■ REQUIRED WORK
1. Render this sentence from the discussion of SBD interest into Spanish: "Therefore, any SBD that is held (whether in savings or in balance) is good."
2. In the records that follow the discussion of SBD interest, find each line containing the string "white" and copy those lines. Case counts.

■ PASSAGE GIVEN

--------

SBD interest rate is a great idea, it will bring back some SBD for sure.
I keep mine on HTX where I've been converting some STEEM to SBD but didn't find any motivation to bring it to Savings at the moment.
No SBD interest on the exchange, so I guess even 10% will bring back some SBD to the chain. That is good in the long run, right?
In my view, it is good if SBD (at the current time) are not converted. If we are above the Haitcut price with the STEEM price, that is a different matter.
Therefore, any SBD that is held (whether in savings or in balance) is good.
One negative aspect of the current logic is that exchanges would receive interest for SBD in customer wallets, but it is not certain that they will forward it to customers. If interests would be payed it is therefore better to hold them in the personal wallet.
Absolutely!
I believe that any price under $1.00 is too low and thus, probably a good long investment. I also think that if SBD savings here starts paying interest, many will deposit and this will in terms also increase the demand on the exchange and increase SBD price.
What needs to be done so SBD Savings starts paying interest?
Witnesses consensus only or any devhours need to be spent?
The witnesses can do it without any code changes/dev hours. If I understand correctly, each witness sets their own parameter (from 0%-100%) and the blockchain sets its interest rate to the median value. I believe that code changes/dev hours would be needed if the community wanted to pay interest only on SBDs that are held in savings.
Thank you for that info. This sounds fair and flexible enough, given there is consensus, probably that is much harder to achieve but then, there is the median value that reflects the witness sentiment.
I think generally SBD interest is paid only if SBD is staked at Savings?
How could regular users see this? Somewhere in the UI?
I believe SBD interest would be paid on all SBDs, regardless of whether or not they're in savings.
If I recall correctly, it used to be visible in the SBD section of the Steemit wallet. Not sure if that's been removed, or if it just disappeared because it's currently set to 0. It's also visible in steemdb.io, as "sbd_interest_rate".
That's interesting, as I was thinking only in Savings would bring interest.

--------

■ DATA EXTRACT
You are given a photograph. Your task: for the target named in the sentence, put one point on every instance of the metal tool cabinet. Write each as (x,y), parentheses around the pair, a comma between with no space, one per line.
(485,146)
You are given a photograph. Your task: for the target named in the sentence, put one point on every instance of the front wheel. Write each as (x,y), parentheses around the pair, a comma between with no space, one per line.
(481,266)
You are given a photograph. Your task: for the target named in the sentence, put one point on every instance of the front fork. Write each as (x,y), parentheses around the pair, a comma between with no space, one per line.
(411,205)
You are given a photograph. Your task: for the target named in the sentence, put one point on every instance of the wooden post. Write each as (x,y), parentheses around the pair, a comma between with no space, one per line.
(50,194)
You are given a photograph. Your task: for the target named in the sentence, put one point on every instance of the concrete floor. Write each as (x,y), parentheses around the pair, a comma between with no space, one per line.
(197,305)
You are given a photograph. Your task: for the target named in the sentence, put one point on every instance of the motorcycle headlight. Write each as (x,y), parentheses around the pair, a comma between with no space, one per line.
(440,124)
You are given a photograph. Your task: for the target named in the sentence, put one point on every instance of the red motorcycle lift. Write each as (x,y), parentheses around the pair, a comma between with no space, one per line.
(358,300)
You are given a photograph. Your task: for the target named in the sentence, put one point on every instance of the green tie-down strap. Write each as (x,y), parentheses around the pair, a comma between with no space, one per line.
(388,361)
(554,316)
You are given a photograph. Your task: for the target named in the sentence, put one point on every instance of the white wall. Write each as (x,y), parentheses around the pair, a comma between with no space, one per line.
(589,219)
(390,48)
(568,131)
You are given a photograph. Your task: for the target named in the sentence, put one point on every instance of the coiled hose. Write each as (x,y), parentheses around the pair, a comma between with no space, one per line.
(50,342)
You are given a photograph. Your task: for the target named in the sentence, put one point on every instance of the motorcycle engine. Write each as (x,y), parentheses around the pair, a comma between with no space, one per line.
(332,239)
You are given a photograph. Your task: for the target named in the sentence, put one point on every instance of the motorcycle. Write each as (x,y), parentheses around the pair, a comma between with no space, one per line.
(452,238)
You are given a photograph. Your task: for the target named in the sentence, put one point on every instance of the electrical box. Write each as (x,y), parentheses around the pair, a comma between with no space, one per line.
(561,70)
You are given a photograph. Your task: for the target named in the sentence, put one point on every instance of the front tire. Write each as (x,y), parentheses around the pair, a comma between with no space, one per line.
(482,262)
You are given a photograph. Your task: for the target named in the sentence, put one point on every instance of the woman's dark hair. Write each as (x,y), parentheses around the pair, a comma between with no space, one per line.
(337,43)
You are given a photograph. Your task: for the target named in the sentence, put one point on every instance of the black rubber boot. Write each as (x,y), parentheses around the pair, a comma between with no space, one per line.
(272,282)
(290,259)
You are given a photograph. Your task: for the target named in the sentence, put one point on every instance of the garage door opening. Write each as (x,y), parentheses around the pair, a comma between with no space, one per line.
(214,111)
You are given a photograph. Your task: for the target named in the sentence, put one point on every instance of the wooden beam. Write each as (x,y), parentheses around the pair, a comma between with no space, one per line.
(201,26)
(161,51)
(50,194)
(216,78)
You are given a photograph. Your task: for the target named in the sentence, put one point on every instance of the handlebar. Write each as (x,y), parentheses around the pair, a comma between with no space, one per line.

--------

■ CORRECT ANSWERS
1. Por lo tanto, cualquier SBD que se mantenga (ya sea en ahorros o en saldo) es bueno.

2.
You are given a photograph. Your task: for the target named in the sentence, put one point on every instance of the white wall. Write each as (x,y), parentheses around the pair, a comma between with no space, one per line.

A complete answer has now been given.